| Entries shown |
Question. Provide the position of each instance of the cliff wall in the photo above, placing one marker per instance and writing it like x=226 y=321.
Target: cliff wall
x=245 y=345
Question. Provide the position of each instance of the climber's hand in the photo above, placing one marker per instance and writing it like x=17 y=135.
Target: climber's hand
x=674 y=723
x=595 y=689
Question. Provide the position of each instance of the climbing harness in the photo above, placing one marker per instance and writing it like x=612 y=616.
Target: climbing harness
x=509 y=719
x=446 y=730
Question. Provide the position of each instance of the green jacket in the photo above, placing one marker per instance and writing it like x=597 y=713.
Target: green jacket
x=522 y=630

==

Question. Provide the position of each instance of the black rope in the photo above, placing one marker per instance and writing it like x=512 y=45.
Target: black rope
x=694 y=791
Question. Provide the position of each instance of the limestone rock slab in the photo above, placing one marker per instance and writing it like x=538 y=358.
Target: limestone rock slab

| Job |
Rewrite the records starting with the line that contains "Question. Provide the position of each instance of the limestone" and continuing through the line that contains "Target: limestone rock slab", changing "limestone rock slab" to "sandstone ledge" and leaving everything else as it stands.

| Reply |
Question. Provide the position of each instance of the sandstone ledge in the photo above, placing one marker per instance and writing it like x=538 y=358.
Target: sandstone ledge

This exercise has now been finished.